##### Datos de entrada #####

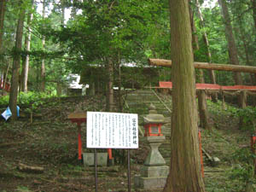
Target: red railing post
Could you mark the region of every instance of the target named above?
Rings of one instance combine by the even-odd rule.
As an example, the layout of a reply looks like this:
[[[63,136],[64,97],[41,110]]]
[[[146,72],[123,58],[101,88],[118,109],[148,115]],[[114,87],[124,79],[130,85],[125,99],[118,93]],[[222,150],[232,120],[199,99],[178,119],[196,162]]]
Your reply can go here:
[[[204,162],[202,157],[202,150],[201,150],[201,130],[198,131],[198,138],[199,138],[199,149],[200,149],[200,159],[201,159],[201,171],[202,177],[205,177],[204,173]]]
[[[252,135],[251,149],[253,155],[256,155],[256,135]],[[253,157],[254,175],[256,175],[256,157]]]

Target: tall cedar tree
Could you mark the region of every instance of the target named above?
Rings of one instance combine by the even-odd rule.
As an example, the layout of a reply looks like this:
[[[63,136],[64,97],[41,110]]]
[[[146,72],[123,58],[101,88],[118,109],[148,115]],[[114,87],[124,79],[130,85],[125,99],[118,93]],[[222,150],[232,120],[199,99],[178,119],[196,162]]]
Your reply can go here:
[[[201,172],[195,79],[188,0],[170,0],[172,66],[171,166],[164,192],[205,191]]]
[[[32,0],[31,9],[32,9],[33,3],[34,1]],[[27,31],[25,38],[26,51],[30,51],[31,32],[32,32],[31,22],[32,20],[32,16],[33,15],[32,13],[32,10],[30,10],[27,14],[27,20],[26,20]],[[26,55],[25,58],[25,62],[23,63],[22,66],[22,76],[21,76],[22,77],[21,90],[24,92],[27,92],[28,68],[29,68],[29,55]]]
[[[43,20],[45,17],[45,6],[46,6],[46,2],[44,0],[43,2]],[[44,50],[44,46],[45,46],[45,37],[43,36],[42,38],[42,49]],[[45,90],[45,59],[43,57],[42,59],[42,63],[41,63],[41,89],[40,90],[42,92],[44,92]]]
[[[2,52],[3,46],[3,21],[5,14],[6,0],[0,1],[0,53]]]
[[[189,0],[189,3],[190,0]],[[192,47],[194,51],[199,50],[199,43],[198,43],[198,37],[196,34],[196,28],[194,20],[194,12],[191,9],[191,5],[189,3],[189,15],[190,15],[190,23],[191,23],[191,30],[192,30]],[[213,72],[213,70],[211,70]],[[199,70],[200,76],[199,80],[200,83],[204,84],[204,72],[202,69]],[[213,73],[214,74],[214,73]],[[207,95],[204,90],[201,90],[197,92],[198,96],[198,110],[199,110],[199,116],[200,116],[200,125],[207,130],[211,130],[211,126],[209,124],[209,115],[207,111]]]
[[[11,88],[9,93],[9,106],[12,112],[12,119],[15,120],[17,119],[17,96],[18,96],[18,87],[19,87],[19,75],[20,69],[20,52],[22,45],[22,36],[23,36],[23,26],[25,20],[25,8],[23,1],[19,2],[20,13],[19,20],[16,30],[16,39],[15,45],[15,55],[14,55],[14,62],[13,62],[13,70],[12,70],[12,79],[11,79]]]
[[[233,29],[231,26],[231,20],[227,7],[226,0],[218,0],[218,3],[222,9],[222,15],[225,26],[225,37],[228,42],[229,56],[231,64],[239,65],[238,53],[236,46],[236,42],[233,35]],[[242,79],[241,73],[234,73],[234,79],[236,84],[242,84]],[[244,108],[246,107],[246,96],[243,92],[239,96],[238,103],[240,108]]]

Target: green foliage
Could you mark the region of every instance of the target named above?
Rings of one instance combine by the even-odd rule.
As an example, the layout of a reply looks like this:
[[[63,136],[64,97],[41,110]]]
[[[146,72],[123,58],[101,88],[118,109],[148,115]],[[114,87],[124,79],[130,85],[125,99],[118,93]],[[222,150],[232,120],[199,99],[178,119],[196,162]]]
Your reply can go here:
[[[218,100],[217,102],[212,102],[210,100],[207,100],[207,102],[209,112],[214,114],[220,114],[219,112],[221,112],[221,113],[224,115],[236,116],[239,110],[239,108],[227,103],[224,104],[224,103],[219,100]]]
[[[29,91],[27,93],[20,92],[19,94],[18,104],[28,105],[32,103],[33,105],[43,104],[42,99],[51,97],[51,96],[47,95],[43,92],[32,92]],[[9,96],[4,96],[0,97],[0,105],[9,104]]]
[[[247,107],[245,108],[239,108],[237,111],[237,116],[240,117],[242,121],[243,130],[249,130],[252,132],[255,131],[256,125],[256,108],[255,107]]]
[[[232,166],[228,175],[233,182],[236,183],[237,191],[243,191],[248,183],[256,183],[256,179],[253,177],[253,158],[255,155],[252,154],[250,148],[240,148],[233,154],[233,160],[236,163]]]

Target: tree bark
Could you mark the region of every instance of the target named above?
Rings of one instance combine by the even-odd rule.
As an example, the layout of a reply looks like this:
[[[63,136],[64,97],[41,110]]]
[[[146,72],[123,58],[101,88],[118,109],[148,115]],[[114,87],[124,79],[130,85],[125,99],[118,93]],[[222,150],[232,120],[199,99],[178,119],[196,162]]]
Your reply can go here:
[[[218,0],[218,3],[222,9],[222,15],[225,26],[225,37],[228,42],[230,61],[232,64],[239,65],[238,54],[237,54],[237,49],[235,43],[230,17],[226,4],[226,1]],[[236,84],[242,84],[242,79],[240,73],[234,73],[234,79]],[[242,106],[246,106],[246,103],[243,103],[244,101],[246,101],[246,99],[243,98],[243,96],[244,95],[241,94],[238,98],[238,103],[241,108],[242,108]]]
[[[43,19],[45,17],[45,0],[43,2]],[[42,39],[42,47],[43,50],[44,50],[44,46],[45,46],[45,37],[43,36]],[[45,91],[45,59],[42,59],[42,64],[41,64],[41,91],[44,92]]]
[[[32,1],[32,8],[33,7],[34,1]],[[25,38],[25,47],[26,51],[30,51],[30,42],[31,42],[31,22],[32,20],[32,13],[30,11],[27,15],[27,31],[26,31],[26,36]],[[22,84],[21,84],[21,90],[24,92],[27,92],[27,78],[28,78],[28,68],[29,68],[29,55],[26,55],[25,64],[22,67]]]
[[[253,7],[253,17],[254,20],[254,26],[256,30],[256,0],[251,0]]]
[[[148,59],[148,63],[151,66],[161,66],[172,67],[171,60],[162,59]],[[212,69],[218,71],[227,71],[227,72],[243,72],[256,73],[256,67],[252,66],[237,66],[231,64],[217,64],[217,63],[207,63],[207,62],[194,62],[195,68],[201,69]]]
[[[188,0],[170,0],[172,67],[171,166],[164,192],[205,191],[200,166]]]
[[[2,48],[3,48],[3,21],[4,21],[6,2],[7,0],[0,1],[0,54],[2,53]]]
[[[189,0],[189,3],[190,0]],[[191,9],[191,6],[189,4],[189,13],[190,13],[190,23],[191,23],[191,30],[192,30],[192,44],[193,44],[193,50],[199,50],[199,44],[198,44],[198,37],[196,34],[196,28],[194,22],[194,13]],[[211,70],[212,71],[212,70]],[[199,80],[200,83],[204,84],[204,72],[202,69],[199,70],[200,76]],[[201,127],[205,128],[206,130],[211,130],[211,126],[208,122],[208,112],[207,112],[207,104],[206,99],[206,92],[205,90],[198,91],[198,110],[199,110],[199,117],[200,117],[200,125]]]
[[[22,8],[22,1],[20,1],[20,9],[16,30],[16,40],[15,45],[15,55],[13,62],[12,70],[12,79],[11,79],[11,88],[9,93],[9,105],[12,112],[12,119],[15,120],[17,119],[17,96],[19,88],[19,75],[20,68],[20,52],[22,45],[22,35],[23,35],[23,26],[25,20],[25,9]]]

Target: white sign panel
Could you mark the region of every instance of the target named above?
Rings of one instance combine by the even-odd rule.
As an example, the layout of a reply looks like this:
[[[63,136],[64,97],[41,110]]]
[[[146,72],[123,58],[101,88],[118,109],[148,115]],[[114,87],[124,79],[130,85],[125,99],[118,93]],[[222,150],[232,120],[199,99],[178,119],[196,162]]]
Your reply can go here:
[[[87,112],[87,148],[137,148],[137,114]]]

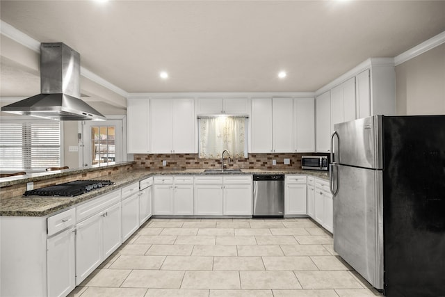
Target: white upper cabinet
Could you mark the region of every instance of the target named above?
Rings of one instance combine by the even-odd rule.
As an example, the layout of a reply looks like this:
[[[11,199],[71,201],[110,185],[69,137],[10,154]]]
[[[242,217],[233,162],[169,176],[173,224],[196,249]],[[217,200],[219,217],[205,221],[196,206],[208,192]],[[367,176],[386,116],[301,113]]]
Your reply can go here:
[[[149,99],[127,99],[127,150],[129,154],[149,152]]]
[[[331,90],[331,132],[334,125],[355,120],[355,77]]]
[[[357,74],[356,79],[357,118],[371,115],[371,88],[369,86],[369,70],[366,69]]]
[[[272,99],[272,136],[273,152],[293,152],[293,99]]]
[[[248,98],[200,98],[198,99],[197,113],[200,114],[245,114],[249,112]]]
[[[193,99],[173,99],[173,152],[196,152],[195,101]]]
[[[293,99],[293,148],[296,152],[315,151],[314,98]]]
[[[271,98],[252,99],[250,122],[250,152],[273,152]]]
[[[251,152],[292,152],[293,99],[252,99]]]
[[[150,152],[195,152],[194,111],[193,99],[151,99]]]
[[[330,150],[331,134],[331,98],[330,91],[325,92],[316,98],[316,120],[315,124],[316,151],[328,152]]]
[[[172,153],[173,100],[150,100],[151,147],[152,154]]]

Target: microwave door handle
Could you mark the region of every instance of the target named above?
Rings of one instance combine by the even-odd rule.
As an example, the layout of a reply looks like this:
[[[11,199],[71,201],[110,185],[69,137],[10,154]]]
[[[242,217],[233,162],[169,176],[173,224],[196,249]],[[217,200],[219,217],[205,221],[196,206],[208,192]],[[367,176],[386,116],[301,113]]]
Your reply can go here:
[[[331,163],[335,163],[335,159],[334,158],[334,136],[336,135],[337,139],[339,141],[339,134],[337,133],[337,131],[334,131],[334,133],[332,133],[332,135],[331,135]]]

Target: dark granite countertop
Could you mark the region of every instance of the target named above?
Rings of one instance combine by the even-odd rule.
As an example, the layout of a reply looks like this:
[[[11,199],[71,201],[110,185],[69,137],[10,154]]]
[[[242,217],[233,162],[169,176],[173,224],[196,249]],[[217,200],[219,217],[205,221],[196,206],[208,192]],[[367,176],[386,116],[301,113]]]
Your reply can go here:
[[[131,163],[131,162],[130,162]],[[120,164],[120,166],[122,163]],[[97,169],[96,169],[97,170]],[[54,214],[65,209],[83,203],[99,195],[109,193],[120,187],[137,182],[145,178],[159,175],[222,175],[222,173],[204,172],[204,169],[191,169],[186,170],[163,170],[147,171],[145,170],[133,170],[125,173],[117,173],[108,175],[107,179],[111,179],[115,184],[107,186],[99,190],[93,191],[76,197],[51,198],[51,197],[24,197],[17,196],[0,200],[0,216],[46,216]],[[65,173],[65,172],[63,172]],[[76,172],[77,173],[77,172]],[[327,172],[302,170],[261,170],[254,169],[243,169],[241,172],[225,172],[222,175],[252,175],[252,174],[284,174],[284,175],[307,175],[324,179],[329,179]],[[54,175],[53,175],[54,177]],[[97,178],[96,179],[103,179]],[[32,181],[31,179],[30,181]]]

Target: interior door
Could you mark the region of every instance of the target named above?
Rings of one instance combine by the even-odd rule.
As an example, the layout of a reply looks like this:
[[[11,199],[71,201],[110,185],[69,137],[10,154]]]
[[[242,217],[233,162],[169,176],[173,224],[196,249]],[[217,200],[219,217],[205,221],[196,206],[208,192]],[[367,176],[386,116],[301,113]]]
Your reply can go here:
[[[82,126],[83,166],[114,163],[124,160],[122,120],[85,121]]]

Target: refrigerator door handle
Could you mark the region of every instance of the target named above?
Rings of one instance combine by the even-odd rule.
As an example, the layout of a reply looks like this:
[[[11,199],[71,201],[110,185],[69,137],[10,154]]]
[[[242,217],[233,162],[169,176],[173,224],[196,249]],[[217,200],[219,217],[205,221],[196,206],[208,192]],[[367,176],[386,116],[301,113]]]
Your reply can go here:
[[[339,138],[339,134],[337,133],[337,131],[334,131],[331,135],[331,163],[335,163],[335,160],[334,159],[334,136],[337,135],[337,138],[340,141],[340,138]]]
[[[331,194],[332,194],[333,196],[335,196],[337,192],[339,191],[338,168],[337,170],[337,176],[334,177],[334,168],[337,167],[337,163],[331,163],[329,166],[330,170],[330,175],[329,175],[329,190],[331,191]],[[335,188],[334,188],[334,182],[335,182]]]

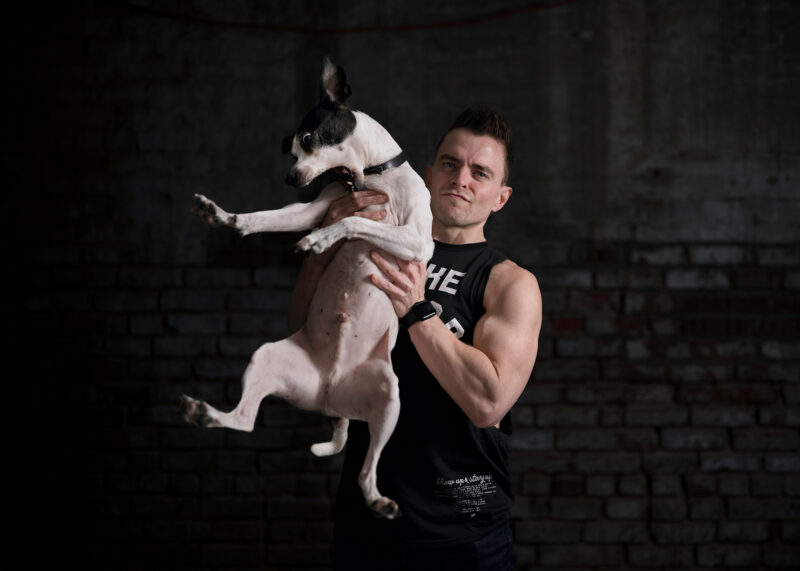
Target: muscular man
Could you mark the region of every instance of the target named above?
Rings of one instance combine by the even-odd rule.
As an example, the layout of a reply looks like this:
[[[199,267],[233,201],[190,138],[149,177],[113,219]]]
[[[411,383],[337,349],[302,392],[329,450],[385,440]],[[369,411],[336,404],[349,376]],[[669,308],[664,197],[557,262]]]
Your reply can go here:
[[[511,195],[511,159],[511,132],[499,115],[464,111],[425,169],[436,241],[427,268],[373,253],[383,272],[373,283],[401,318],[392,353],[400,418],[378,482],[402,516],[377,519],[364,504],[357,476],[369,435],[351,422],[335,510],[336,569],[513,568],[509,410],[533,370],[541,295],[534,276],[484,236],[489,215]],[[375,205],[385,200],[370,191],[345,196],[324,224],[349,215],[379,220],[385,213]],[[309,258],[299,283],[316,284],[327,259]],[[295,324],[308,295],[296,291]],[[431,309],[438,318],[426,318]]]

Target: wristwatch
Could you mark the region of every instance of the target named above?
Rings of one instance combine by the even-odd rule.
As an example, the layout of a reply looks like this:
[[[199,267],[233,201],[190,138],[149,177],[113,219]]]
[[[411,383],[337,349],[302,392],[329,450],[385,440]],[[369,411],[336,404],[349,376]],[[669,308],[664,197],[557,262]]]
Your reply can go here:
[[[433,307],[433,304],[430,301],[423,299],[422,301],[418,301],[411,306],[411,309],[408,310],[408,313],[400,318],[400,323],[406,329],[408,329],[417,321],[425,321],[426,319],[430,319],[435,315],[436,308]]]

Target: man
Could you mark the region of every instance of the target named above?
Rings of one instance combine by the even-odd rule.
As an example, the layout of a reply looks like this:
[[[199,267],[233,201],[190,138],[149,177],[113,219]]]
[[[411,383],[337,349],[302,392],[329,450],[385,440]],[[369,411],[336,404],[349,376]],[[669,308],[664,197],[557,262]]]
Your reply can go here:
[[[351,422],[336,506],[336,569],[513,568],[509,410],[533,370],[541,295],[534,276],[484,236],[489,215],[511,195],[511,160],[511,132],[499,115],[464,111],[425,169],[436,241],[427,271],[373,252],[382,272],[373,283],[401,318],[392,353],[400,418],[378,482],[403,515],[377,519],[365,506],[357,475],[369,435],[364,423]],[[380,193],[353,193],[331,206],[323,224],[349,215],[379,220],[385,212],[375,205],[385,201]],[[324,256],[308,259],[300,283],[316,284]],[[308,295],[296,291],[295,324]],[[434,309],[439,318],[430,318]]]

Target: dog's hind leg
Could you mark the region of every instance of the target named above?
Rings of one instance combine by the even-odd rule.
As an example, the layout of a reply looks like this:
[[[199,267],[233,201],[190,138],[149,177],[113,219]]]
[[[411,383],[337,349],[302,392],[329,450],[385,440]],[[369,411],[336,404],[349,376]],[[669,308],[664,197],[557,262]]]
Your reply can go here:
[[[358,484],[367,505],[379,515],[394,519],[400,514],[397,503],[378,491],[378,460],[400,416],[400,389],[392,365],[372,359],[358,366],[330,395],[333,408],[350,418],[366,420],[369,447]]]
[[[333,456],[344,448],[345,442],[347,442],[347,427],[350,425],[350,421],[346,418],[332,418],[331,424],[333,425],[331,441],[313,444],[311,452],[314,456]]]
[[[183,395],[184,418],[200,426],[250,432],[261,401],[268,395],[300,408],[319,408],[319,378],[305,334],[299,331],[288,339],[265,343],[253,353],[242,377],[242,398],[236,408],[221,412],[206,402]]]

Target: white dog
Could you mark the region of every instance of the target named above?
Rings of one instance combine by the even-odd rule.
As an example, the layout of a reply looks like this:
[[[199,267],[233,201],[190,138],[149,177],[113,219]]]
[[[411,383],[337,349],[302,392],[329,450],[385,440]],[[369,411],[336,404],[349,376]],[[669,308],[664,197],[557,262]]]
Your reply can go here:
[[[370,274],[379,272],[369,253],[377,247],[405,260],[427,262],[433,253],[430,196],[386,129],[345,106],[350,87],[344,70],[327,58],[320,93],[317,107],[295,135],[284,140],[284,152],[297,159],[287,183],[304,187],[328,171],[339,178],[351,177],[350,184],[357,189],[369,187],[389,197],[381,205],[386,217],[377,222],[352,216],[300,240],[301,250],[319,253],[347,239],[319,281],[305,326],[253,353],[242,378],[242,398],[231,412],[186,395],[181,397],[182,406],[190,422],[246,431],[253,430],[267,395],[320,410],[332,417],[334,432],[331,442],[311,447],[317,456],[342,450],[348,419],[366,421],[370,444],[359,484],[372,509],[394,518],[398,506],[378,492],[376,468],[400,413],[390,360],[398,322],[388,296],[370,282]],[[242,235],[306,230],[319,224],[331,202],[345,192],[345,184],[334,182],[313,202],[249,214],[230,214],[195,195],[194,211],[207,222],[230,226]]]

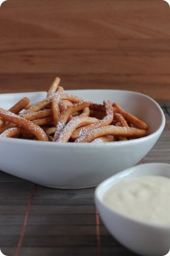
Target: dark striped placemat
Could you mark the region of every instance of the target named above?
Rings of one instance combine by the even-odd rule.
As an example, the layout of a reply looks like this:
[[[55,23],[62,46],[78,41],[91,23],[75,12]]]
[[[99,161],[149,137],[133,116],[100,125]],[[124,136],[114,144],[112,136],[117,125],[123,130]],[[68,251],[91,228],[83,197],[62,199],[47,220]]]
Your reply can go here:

#####

* _Tu objetivo_: Pasa a una tabla Markdown las líneas de los registros de arriba, desde la que contiene "Target: white upper cabinet" hasta la que contiene "[[[293,99],[293,148],[296,152],[315,151],[314,98]]]", ambas incluidas. Usa las columnas "Núm" y "Línea", numera cada fila y deja fuera las líneas en blanco.

* _Respuesta a la tarea_:
| Núm | Línea |
|---|---|
| 1 | Target: white upper cabinet |
| 2 | Could you mark the region of every instance of the target named above? |
| 3 | Rings of one instance combine by the even-odd rule. |
| 4 | As an example, the layout of a reply looks like this: |
| 5 | [[[11,199],[71,201],[110,185],[69,137],[10,154]]] |
| 6 | [[[242,217],[233,162],[169,176],[173,224],[196,249]],[[217,200],[219,217],[205,221],[196,206],[208,192]],[[367,176],[386,116],[301,113]]] |
| 7 | Your reply can go here: |
| 8 | [[[149,99],[127,99],[127,150],[129,154],[149,152]]] |
| 9 | [[[331,90],[331,132],[334,125],[355,120],[355,77]]] |
| 10 | [[[357,74],[356,79],[357,118],[371,115],[371,88],[369,86],[369,70],[366,69]]] |
| 11 | [[[272,99],[272,136],[273,152],[293,152],[293,99]]] |
| 12 | [[[248,98],[200,98],[198,99],[197,113],[200,114],[245,114],[249,112]]] |
| 13 | [[[193,99],[173,99],[173,152],[196,152],[195,101]]] |
| 14 | [[[293,99],[293,148],[296,152],[315,151],[314,98]]] |